= Work request 1 =
In the study description below, write out everything from "Clinical follow-up visits" down to "this was feasible.".
= Work request 2 =
According to the study description below, over what period were participants enrolled?
= Work request 3 =
Decide whether each statement agrees with the study description below. Answer yes or no, and quote the words from the study description that decide it.
(a) The primary endpoint was measured from baseline to the 3-month follow-up.
(b) The atorvastatin dose given to patients was 20 mg/day.
(c) Serial OCT follow-up data at 3 and 9 months were available for 62 patients.

= Exercise passage =
• • • • •
The study design for the effect of short-term PCSK9I administration on coronary plaque stability in Japanese and Okinawan patients with ACS by optical coherence tomography (OCT) analysis (Adage-Joto study, study registration number: UMIN ID No. 26516) was a multicentre, open-label randomized controlled trial.

Endpoints

The primary endpoint was change in the minimum fibrous cap thickness (MFCT) from baseline (BL) to the 9-month follow-up. Secondary endpoints included the percentage change in MFCT and lipid arc (LA) from BL to 3- and 9-month follow-up, the change in lumen area, and the angulation of macrophage accumulation (MA) from BL to 3- and 9-month follow-up.

Study setting

This study was conducted at five sites in Japan (Urasoe General Hospital, Tenyoukai Central Hospital, Naha City Hospital, Yuai Medical Center Hospital, and Kochi Medical Center Hospital), and participants were enrolled from March 2017 to March 2019.

Ethics

The study was conducted in accordance with the ethical principles outlined in the Declaration of Helsinki and International Conference of Harmonization Guidelines for Good Clinical Practice and all applicable laws, regulations, and rules. This study was approved by the review board of Urasoe General Hospital (approval number 2016A029), and all patients provided written informed consent before enrolment.

Outcome measures

The OCT examination focused on intermediate stenoses with lipid-rich components unrelated to the culprit lesions in patients with ACS. Optical coherence tomography scans were conducted at the initial evaluation and 3 and 9 months after the initial evaluation. Patients were given a 4-week period to reschedule their examinations at their convenience.

Data collection

Clinical follow-up visits were scheduled monthly for up to 9 months for routine examination and assessment of adverse events. Mandatory blood lipid profile testing was conducted using blood samples obtained at the initial evaluation and 3 and 9 months after the initial evaluation. Blood samples for the measurement of inflammatory markers were collected according to this schedule in hospitals where this was feasible.

Patient population

In this study, we identified 80 consecutive cases of patients diagnosed with ST-elevation myocardial infarction (STEMI) who had undergone successful percutaneous coronary intervention (PCI) for the culprit lesion and exhibited mild to moderate stenosis in the non-culprit lesions via angiography. Additionally, these sites were confirmed to have lipid-rich plaques by OCT assessment. The target lesion could be located either in a coronary artery that had undergone PCI or one that had not. Among these, 62 patients, who had started the maximum tolerated dose of atorvastatin (20 mg/day) as per Japanese local guidelines immediately upon hospitalization but did not achieve LDL-C levels below 70 mg/dL before randomization, consented to participate in the trial. These patients were randomly assigned in a 1:1 ratio. Ultimately, serial OCT follow-up data at 3 and 9 months were available for 52 patients, with 29 patients in the PCSK9I group and 23 in the standard of care (SoC) group, all of whom were registered for this trial. The exclusion criteria included cardiogenic shock, the need for coronary artery bypass grafting, renal insufficiency (estimated glomerular filtration rate < 30 mL/min/1.73 m2), malignancy, statin intolerance, prior or current use of PCSK9Is, and active systemic inflammation.
• • • • •
= Dataset excerpts =
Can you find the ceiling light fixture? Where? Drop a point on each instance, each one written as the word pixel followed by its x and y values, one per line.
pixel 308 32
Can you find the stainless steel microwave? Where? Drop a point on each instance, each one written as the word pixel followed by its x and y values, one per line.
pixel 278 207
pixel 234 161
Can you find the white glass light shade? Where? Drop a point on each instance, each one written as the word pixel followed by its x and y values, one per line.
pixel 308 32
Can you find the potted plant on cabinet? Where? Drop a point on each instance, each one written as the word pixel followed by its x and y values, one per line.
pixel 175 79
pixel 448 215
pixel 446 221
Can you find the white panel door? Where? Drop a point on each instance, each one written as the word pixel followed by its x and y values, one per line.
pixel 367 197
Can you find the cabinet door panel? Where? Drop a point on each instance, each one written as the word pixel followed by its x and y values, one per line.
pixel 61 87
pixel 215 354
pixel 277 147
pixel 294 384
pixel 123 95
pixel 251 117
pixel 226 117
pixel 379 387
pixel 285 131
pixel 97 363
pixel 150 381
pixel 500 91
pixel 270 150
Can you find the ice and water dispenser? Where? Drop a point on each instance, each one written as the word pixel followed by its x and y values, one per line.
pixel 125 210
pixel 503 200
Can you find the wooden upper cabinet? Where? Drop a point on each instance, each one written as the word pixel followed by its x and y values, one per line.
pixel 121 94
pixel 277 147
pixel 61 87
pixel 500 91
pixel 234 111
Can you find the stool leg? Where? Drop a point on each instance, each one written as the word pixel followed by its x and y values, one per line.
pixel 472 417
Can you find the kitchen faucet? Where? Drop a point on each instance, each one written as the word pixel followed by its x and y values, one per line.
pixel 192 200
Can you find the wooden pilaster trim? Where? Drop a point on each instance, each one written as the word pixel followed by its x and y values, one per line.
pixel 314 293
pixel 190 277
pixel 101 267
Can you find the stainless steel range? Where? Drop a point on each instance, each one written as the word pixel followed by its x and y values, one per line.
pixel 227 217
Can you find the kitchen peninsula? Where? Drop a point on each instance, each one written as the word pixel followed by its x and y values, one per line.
• • • • •
= Written reply 1 =
Clinical follow-up visits were scheduled monthly for up to 9 months for routine examination and assessment of adverse events. Mandatory blood lipid profile testing was conducted using blood samples obtained at the initial evaluation and 3 and 9 months after the initial evaluation. Blood samples for the measurement of inflammatory markers were collected according to this schedule in hospitals where this was feasible.

= Written reply 2 =
Participants were enrolled from March 2017 to March 2019.

= Written reply 3 =
(a) No: "from baseline (BL) to the 9-month follow-up"
(b) Yes: "maximum tolerated dose of atorvastatin (20 mg/day)"
(c) No: "serial OCT follow-up data at 3 and 9 months were available for 52 patients"